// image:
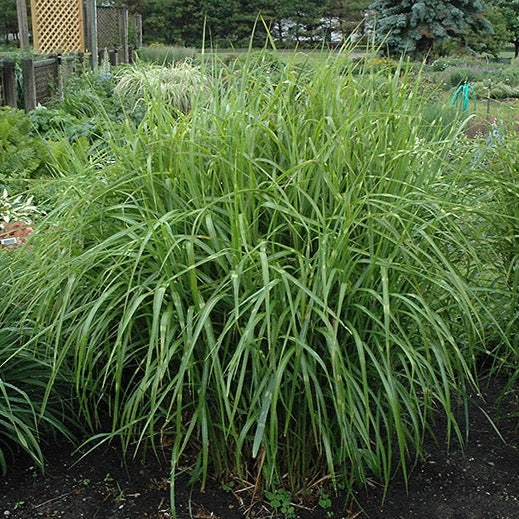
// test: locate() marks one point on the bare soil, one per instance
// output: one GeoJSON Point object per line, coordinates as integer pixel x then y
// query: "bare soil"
{"type": "Point", "coordinates": [479, 482]}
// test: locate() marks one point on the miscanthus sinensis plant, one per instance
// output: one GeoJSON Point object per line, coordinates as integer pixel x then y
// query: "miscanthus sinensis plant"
{"type": "Point", "coordinates": [15, 208]}
{"type": "Point", "coordinates": [282, 281]}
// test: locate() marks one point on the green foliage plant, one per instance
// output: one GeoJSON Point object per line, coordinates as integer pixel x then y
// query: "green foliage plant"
{"type": "Point", "coordinates": [282, 279]}
{"type": "Point", "coordinates": [166, 55]}
{"type": "Point", "coordinates": [21, 150]}
{"type": "Point", "coordinates": [413, 28]}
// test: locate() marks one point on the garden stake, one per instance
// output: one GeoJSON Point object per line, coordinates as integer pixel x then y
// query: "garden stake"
{"type": "Point", "coordinates": [465, 90]}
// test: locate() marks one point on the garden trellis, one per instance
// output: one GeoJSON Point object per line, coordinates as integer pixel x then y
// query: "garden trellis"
{"type": "Point", "coordinates": [57, 26]}
{"type": "Point", "coordinates": [64, 26]}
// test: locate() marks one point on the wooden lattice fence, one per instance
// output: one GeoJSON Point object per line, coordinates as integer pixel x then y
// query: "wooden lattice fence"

What you should do: All the lines above are to be given again exactly as they read, with the pictures removed.

Exercise answer:
// image:
// test: locate() marks one point on the bare soil, one per instance
// output: one GeoJSON Point object per line, coordinates as integer pixel x then y
// query: "bare soil"
{"type": "Point", "coordinates": [479, 482]}
// test: locate() marks one point on the miscanthus sinensis plant, one per instance
// output: one GeoJSON Point object per line, coordinates as integer pixel x then y
// query: "miscanthus sinensis plant"
{"type": "Point", "coordinates": [15, 208]}
{"type": "Point", "coordinates": [282, 281]}
// test: locate() marks one point on the green foliage plant, one per instance
// output: one GeoJSON Point object per line, coordinates as integer pixel x then y
// query: "green foliage plant"
{"type": "Point", "coordinates": [282, 279]}
{"type": "Point", "coordinates": [166, 55]}
{"type": "Point", "coordinates": [21, 150]}
{"type": "Point", "coordinates": [413, 28]}
// test: locate() marks one point on the garden stake, one per instance
// output: one GeoJSON Point object per line, coordinates as integer pixel x then y
// query: "garden stake"
{"type": "Point", "coordinates": [465, 90]}
// test: locate() marks one point on the garden trellis, one per instance
// output: one GeoJSON Point object per line, coordinates as integer pixel x then y
// query: "garden trellis"
{"type": "Point", "coordinates": [57, 26]}
{"type": "Point", "coordinates": [64, 26]}
// test: locate() marks one point on the wooden lattice fence, one per instance
// output: one GeoJSON Point object per line, coordinates as integer pixel x then y
// query: "wooden lattice fence"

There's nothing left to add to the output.